▶ [EXERCISE DIRECTIONS]: Can you quote the lines below exactly, starting at the line with "If you could mark the electrical panel" and going through the last one?

▶ [SUPPLIED RECORDS]:
=-=-=

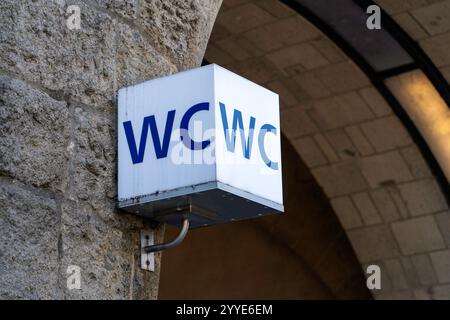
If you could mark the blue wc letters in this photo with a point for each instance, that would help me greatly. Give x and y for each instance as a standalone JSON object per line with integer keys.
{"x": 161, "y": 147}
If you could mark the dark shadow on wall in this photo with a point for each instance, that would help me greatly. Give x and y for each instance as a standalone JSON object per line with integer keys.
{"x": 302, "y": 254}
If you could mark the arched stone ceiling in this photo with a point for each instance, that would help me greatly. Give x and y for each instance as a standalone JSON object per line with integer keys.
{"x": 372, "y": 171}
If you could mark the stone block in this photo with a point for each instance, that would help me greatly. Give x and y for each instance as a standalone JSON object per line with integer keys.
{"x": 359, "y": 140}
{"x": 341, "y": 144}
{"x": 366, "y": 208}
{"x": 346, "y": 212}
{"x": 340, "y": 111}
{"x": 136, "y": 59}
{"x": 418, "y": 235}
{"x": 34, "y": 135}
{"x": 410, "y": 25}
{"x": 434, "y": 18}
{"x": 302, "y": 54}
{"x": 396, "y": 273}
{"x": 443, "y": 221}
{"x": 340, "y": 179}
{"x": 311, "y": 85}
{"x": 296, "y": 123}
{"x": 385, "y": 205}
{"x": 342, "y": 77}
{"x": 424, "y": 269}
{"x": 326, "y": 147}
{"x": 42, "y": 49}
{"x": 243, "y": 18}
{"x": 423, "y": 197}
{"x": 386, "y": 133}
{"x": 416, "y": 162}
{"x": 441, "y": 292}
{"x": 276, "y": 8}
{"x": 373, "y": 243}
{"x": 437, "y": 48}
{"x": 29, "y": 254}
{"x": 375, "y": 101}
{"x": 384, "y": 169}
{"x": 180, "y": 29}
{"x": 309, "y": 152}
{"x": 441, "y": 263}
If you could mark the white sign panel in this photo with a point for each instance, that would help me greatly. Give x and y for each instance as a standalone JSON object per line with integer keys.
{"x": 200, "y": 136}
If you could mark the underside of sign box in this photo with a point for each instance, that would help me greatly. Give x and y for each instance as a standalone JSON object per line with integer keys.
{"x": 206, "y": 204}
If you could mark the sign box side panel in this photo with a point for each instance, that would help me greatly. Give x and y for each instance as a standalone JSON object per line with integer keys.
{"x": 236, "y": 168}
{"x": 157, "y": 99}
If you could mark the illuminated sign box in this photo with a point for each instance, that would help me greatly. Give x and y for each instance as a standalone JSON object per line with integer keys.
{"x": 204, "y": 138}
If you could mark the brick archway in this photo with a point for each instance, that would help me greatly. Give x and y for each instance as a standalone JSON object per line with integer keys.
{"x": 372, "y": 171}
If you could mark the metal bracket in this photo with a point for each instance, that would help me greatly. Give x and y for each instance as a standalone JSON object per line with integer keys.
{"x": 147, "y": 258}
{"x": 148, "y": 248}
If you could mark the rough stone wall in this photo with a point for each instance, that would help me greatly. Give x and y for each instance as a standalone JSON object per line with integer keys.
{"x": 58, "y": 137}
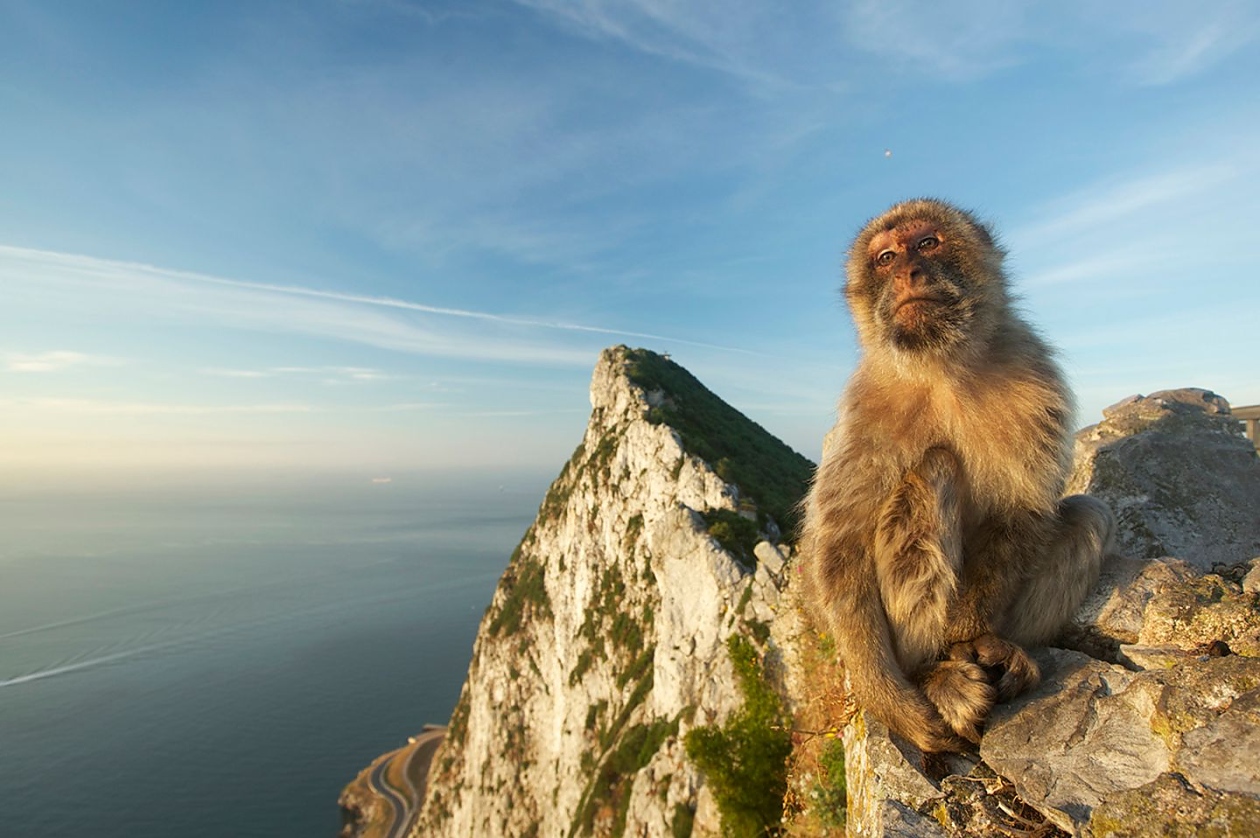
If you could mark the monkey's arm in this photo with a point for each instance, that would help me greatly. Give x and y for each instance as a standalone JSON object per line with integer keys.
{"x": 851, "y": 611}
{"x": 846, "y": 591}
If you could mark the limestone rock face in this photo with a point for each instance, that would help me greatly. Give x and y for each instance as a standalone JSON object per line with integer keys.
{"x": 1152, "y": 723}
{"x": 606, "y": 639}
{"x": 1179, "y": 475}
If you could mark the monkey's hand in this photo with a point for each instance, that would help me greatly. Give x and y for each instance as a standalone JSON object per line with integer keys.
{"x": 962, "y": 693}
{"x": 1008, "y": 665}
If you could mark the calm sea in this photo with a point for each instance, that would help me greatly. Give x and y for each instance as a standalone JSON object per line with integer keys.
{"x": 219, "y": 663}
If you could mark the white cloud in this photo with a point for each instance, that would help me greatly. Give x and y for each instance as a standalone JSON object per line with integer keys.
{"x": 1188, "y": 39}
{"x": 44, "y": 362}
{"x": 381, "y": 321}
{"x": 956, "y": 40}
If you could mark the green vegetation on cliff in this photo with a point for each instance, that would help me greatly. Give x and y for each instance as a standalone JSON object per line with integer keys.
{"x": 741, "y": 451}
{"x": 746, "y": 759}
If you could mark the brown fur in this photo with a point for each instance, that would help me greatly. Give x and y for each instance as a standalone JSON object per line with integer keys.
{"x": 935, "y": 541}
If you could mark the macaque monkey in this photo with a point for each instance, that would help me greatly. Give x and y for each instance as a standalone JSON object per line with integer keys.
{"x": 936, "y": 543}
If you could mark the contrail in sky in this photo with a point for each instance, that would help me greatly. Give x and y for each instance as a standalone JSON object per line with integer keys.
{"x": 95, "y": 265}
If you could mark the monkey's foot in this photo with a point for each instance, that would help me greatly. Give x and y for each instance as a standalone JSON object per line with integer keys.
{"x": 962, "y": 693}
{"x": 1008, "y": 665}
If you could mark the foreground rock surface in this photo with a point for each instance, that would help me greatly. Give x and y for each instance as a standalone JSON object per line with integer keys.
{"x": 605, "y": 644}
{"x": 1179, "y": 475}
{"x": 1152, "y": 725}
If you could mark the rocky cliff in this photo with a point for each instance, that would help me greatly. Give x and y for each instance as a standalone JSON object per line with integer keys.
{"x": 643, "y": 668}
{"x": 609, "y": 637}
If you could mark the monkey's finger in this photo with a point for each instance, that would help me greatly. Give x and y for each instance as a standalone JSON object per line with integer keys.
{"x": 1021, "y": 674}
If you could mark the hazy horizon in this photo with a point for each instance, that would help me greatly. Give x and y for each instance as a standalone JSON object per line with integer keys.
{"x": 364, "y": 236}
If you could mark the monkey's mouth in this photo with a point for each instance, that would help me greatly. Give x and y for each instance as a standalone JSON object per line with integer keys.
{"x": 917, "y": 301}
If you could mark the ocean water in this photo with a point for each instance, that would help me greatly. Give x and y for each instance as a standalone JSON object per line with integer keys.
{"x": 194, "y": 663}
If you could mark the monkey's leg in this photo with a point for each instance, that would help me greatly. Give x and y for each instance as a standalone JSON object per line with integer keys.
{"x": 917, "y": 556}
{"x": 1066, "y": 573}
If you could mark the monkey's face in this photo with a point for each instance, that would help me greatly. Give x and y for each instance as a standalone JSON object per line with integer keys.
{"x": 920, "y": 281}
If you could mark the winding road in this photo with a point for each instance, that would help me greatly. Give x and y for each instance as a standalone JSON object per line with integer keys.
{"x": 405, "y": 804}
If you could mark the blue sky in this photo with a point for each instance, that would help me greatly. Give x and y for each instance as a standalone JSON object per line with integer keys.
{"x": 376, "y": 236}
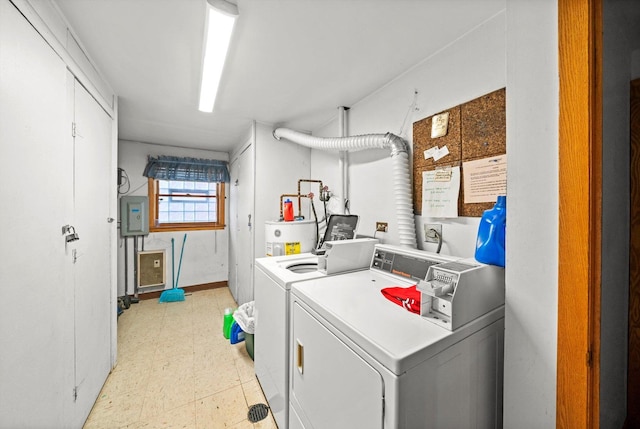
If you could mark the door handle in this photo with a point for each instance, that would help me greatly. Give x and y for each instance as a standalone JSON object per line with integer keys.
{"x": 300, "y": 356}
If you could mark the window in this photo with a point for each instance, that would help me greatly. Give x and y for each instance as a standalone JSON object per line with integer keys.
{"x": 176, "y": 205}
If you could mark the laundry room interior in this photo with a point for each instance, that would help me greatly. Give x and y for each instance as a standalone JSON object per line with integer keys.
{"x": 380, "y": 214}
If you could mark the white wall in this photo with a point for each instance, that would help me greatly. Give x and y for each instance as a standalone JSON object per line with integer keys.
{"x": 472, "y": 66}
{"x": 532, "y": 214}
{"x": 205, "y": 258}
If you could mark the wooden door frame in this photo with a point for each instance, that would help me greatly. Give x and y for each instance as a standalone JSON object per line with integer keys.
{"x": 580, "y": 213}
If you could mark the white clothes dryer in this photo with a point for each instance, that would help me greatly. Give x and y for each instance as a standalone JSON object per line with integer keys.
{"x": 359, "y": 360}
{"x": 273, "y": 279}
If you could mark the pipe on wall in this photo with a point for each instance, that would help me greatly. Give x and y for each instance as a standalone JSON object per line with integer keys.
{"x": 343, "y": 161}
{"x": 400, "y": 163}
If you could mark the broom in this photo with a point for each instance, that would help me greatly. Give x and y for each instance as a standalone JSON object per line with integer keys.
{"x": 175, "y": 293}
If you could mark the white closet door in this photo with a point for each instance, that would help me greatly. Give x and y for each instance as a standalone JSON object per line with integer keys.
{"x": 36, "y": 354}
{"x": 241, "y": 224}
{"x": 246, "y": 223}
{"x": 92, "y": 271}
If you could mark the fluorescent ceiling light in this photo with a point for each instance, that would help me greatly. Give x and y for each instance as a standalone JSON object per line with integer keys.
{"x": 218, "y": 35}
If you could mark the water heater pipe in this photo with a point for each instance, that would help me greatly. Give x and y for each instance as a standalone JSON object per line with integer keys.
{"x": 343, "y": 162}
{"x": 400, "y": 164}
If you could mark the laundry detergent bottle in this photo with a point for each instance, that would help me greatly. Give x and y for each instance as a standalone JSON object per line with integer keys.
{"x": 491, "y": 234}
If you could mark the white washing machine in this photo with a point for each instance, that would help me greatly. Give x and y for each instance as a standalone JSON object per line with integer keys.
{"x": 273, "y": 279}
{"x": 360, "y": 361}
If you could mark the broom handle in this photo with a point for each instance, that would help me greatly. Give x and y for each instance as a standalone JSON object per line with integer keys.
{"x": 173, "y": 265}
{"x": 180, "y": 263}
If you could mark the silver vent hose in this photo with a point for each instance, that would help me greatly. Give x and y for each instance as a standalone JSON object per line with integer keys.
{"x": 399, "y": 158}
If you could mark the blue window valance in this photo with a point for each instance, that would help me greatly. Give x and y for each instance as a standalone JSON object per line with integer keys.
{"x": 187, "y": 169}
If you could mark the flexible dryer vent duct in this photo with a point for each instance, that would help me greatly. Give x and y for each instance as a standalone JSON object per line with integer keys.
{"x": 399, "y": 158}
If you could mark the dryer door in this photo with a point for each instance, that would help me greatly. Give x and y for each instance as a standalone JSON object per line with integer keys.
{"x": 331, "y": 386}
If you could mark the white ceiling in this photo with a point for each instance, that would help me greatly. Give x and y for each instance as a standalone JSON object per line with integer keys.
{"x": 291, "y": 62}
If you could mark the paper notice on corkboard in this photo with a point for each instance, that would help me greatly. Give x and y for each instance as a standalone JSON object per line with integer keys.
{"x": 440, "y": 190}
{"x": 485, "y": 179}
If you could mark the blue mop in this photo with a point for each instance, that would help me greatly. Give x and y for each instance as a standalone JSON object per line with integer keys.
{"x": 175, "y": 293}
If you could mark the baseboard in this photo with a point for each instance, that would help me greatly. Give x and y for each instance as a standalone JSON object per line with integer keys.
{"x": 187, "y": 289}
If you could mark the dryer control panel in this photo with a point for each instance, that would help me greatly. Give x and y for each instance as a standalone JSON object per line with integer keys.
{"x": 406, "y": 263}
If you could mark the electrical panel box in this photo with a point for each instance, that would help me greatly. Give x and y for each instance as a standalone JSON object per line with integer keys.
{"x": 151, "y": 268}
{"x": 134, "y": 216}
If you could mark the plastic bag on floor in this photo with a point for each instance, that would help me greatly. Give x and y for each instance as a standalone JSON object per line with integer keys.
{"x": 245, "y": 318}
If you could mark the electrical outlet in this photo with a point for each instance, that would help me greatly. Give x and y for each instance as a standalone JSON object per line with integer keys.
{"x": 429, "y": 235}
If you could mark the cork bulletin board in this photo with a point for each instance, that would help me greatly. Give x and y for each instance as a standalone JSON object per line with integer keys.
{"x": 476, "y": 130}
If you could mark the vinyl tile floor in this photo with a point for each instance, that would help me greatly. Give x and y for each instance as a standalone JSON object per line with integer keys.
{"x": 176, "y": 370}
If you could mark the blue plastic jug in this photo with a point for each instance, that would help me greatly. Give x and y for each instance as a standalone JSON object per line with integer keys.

=-=-=

▶ [EXERCISE RESPONSE]:
If you could mark the electrical panel box in this photo with a point for each instance, that would help me greatly. Give x and y for each instance as a standalone JSON object per line with integer keys.
{"x": 151, "y": 268}
{"x": 134, "y": 216}
If you could mark the plastic bag on floor in this photo with a point for each instance, that would help me greatly. Give x and y for each instance as a standalone JSON object per line with integer keys.
{"x": 245, "y": 318}
If you could mark the electrical outlet in this photo with a point for each instance, that would help me greatly. Give x and y for each instance as a standalone JSON object per line with integer keys.
{"x": 429, "y": 235}
If you could mark the cork bulletin board in this photo with a point for each instance, that would help me greatly. Give x and y for each instance as a standalone JSON object per line with integer keys.
{"x": 476, "y": 130}
If you could mark the vinyl tile floor in this photo with a point for each instance, that would help me greatly. Give x and y for each instance as a standalone JSON object per line with integer keys.
{"x": 176, "y": 370}
If you could mark the blue plastic jug in this photo with a point for each instance, that would help me greatly. Give x and y for each instance as a standalone JSON object per line with integer keys.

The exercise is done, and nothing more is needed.